Task brief: Reproduce the records below word for word. Start at the line that contains "of the sailboat" and stop after the final line of the records.

Records pointing to named objects:
%%

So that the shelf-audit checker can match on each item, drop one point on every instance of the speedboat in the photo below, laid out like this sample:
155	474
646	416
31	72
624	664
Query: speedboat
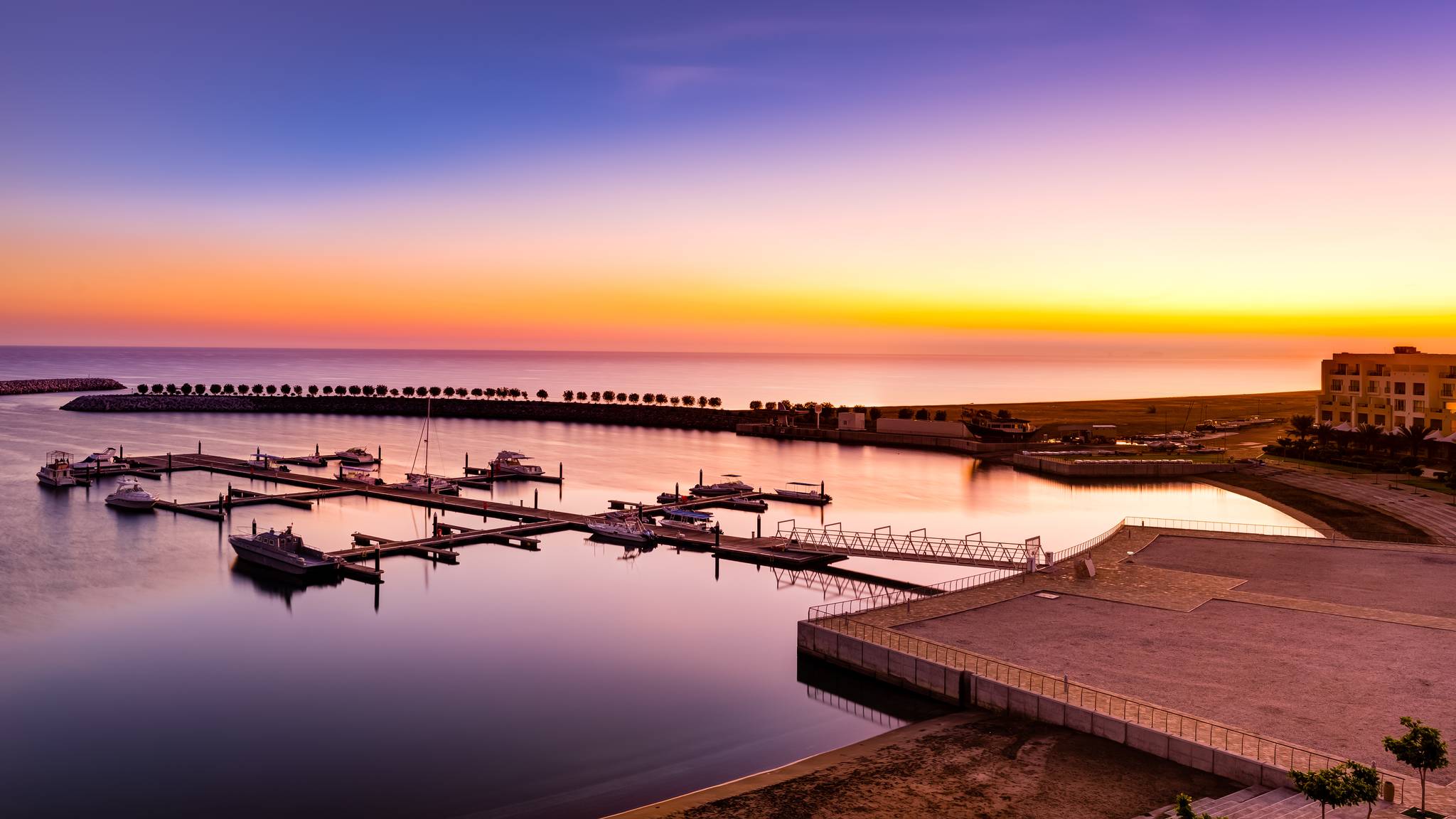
734	487
426	483
283	551
132	496
622	527
357	474
57	470
355	455
508	462
804	496
686	519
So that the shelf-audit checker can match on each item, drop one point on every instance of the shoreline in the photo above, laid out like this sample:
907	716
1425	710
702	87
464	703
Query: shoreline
34	387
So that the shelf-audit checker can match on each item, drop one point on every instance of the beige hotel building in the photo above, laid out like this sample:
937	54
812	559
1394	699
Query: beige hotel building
1388	390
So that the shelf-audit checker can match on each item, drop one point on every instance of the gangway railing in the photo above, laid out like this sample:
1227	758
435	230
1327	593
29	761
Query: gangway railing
916	545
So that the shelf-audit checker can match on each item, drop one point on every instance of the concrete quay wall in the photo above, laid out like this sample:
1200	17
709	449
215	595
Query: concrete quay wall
968	690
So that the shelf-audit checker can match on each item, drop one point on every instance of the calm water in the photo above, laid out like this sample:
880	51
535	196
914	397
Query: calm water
734	378
144	674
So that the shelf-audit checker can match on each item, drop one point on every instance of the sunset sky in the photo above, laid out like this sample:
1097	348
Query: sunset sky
880	177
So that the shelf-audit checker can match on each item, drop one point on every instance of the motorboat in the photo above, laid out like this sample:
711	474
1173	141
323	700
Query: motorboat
132	496
687	520
804	496
355	455
57	470
427	483
283	551
734	487
508	462
622	527
357	474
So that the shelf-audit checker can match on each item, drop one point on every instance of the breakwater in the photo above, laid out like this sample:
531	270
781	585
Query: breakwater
26	387
669	417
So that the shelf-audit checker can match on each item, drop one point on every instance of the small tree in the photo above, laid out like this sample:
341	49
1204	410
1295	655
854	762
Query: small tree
1329	787
1365	786
1421	748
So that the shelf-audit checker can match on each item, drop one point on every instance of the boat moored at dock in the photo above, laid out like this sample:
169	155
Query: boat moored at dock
283	551
355	455
57	470
132	496
508	462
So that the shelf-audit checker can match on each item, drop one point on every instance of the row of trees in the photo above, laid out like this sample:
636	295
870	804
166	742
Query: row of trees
1420	748
609	395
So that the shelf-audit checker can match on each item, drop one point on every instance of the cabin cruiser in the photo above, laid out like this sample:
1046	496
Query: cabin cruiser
622	527
132	496
97	459
57	470
283	551
687	520
804	496
734	487
508	462
355	455
427	483
357	474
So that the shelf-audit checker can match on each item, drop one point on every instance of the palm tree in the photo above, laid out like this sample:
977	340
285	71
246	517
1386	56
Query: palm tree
1415	433
1300	426
1371	436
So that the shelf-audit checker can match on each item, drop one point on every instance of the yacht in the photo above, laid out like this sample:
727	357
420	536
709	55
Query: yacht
622	527
508	462
734	487
57	470
687	519
805	496
283	551
132	496
357	474
355	455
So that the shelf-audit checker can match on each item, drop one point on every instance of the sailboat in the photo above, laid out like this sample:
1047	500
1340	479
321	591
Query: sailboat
424	481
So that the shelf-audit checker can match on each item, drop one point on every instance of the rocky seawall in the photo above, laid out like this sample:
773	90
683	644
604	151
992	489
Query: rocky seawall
669	417
26	387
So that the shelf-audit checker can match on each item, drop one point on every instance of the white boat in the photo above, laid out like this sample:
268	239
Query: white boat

%%

Worked solution:
So that the shelf-audit checker can match on each item, drop one point on every instance of the sailboat in the photo above, laid out like this sample:
1047	500
1340	479
321	591
Query: sailboat
424	481
So that the shelf-audit checker can match on each item, drop one point on every instance of the rocky seawall in the photo above, laid out like this sample:
773	90
683	644
604	151
992	489
Query: rocky seawall
669	417
26	387
So that the shelf-audit checker can match on each item, drop one point on every instance of the white boat in the photo above, laid out like this sample:
268	239
Query: white boat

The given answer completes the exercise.